> [TEKS YANG DITAMPILKAN]:
┌────────

Voltron, Eh BI: Defender of Rupiah

Hidayat Setiaji, CNBC Indonesia
20 May 2019 08:38
Voltron, Eh BI: Defender of Rupiah
Ilustrasi Rupiah (CNBC Indonesia/Andrean Kristianto)
Jakarta, CNBC Indonesia - Nilai tukar rupiah terhadap dolar Amerika Serikat (AS) sudah tidak melemah di perdagangan pasar spot hari ini. Namun bukan berarti rupiah sudah menguat lho. 

Pada Senin (20/5/2019), US$ 1 ditransaksikan Rp 14.445 kala pembukaan pasar spot. Sama seperti posisi penutupan perdagangan akhir pekan lalu alias stagnan.  

Sepanjang minggu kemarin, rupiah melemah 0,87% di hadapan dolar AS. Pelemahan yang sudah lumayan dalam tersebut membuat tren pelemahan rupiah terhenti, karena investor kemungkinan kembali melirik mata uang Tanah Air yang sudah murah. 

Apalagi secara year-to-date rupiah sudah melemah 0,49%. Sementara secara year-on-year, depresiasi rupiah mencapai 1,87%. 

 

Selain itu, sepertinya pelemahan rupiah juga tertahan oleh intervensi yang dilakukan oleh Bannk Indonesia (BI). Pekan lalu, bank sentral melakukan stabilisasi pasar secara masif sehingga depresiasi rupiah bisa ditahan di bawah 1%. 


Intervensi BI terlihat mampu menjaga rupiah tidak sampai melemah seperti mayoritas mata uang utama Asia lainnya. Ya, pagi ini sebagian besar mata uang utama Benua Kuning terdepresiasi di hadapan dolar AS, mulai dari yen Jepang, rupee India, ringgit Malaysia, sampai yuan China. 

Jika Voltron adalah penjaga alam semesta (defender of the universe), maka BI adalah penjaga rupiah. Sejauh ini, Gubernur Perry Warjiyo dan kolega melakukan tugasnya dengan baik. 

Berikut perkembangan nilai tukar dolar AS terhadap mata uang utama Asia pada pukul 08:19 WIB: 

 


(BERLANJUT KE HALAMAN 2)

Terdapat beberapa faktor yang mempengaruhi gerak rupiah hari ini. Pertama adalah perkembangan harga minyak dunia. Pada pukul 08:21 WIB, harga minyak jenis brent melesat 1,45% sementara light sweet melejit 1,37%. 

Tensi geopolitik Timur Tengah yang memanas membuat harga minyak bergerak naik. Gontok-gontokan Arab Saudi cs versus Iran belum mereda, di mana masing-masing pihak sudah siap jika sampai terjadi konflik bersenjata alias perang.

└────────

> [TUJUAN]:
Tolong lanjutkan artikel berita tentang nilai tukar rupiah di atas, dimulai setelah kalimat terakhirnya.

> [Data identifikasi posisi]:
┌────────

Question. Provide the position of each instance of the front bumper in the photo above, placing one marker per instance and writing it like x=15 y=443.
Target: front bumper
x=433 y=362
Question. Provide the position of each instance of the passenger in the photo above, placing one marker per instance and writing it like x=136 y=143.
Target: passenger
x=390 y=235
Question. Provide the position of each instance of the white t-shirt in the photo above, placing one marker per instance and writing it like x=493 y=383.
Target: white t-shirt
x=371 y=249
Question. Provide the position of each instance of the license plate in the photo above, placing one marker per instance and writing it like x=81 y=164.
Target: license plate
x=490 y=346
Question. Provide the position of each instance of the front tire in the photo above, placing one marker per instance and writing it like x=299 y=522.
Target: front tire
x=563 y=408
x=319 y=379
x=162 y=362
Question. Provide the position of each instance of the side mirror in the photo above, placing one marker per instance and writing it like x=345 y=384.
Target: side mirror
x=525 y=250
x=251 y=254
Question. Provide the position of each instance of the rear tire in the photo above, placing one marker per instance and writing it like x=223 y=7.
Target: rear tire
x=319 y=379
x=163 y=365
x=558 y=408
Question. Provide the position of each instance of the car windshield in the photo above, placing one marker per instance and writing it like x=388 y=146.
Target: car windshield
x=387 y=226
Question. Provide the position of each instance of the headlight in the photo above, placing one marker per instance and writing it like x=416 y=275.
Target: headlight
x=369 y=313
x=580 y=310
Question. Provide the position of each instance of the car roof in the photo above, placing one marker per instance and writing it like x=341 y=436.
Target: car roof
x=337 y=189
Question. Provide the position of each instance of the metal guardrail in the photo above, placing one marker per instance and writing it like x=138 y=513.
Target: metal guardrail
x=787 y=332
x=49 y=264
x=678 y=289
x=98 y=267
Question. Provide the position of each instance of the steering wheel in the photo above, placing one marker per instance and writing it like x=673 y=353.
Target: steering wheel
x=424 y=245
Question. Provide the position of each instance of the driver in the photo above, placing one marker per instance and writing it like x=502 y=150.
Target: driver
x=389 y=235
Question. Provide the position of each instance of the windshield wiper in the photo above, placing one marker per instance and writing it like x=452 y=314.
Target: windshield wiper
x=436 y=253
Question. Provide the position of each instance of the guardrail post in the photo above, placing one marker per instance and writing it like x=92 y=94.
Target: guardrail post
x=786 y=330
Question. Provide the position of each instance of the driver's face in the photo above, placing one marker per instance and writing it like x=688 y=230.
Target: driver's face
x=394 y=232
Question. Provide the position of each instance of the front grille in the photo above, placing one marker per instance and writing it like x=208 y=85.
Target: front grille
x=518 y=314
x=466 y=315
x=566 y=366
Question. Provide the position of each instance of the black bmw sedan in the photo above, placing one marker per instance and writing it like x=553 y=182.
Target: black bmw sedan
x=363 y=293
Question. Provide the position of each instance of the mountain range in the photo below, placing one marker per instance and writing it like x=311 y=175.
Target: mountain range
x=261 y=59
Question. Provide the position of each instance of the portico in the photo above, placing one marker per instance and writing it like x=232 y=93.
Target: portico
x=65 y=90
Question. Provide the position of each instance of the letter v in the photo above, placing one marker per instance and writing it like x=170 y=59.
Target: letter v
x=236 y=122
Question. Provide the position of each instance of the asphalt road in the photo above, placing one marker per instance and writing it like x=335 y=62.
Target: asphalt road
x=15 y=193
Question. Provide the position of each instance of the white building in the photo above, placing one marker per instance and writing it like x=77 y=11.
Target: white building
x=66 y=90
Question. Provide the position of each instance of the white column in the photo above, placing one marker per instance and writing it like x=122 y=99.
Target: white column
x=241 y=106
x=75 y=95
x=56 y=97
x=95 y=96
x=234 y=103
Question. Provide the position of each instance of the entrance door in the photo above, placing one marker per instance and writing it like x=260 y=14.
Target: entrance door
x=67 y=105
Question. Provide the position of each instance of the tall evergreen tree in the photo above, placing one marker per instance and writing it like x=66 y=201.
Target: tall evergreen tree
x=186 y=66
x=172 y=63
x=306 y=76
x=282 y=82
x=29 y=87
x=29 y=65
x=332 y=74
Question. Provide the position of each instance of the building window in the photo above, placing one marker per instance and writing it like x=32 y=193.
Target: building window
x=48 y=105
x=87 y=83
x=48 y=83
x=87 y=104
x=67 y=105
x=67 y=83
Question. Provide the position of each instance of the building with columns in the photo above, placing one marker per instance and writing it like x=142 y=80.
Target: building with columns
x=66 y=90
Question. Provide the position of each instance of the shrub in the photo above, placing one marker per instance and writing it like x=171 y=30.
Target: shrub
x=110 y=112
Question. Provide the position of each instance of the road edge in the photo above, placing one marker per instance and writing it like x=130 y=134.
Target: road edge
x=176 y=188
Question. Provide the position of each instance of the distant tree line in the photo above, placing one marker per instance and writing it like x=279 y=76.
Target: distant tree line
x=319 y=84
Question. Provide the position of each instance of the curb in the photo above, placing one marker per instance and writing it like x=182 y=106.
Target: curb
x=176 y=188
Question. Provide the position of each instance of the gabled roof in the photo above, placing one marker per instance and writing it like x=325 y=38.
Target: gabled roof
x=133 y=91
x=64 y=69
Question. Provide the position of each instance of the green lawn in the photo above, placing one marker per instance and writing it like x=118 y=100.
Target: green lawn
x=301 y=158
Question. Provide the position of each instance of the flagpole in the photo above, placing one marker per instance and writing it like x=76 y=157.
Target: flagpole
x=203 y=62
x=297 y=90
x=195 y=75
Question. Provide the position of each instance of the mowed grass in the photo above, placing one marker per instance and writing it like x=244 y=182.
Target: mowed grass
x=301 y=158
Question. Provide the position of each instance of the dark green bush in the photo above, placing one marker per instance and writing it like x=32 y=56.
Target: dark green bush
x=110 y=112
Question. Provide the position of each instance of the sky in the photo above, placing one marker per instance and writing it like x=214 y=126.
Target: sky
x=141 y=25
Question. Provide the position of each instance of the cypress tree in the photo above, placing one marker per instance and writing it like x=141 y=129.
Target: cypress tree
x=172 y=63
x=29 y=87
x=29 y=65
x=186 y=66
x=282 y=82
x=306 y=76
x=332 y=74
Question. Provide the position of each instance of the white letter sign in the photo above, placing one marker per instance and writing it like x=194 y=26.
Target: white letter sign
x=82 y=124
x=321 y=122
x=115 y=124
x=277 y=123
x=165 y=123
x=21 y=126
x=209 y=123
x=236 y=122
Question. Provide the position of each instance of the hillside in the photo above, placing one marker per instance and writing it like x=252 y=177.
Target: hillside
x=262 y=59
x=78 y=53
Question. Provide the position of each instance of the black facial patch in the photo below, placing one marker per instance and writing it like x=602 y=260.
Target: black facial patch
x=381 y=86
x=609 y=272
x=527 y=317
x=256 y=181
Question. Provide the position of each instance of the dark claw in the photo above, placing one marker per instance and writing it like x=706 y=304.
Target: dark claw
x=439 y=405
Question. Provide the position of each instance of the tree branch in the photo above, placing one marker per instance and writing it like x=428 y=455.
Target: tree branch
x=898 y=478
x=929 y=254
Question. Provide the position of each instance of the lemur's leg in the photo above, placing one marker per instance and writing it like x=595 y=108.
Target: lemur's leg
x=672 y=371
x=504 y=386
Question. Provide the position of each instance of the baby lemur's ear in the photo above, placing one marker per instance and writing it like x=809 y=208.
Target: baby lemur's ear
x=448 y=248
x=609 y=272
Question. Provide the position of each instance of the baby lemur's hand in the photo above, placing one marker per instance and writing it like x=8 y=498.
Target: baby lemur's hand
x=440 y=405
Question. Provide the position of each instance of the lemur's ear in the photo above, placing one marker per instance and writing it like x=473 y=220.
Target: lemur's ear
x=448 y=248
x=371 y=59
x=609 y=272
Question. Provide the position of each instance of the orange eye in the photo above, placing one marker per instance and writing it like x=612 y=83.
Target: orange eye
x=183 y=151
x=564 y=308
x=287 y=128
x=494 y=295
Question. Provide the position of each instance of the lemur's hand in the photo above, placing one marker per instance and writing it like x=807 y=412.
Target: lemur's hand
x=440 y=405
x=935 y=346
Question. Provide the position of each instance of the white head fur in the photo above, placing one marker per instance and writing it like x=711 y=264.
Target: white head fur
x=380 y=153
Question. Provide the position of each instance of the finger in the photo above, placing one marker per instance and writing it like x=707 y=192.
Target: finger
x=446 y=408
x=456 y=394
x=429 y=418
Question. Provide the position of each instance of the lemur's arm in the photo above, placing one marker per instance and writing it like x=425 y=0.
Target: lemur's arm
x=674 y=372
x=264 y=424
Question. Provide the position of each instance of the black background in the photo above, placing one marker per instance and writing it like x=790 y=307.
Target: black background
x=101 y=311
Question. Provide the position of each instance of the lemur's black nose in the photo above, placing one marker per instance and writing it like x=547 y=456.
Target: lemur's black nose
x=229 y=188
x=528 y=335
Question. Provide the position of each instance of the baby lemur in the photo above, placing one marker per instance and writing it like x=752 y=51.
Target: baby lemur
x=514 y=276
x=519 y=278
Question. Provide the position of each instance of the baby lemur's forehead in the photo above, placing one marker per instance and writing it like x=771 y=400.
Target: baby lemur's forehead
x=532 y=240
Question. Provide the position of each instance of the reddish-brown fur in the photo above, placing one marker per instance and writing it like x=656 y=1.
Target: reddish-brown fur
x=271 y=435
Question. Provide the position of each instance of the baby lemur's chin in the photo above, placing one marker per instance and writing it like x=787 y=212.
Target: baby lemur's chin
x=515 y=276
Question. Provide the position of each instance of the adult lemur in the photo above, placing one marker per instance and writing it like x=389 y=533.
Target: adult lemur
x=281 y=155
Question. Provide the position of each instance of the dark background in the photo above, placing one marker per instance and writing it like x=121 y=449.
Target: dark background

└────────

> [JAWABAN SOAL INI]:
"Kerajaan Arab Saudi tidak ingin ada perang di kawasan ini, dan tidak ingin mencari perang. Kami akan melakukan sebisa mungkin untuk mencegah perang. Namun pada saat yang sama, Kerajaan akan merespons dengan segenap kekuatan serta melindungi diri dan kepentingannya," jelas Adel Al Jubeir, Menteri Luar Negeri Arab Saudi, dikutip dari Reuters. 

Pernyataan senada dikemukakan oleh Teheran. Mayor Jenderal Hossein Salami, Komandan Korps Penjaga Revolusi Islam Iran, menegaskan pihaknya tidak mencari perang tetapi tidak takut kalau itu sampai terjadi (amit-amit). 

Ketegangan di Timur Tengah dikhawatirkan bisa mempengaruhi harga minyak. Konflik (kalau berkepanjangan) bisa membuat pasokan si emas hitam dari kawasan tersebut terhambat. Timur Tengah adalah daerah penghasil minyak terbesar di dunia, sehingga saat pasokan dari sana berkurang maka harga bisa naik cukup signifikan.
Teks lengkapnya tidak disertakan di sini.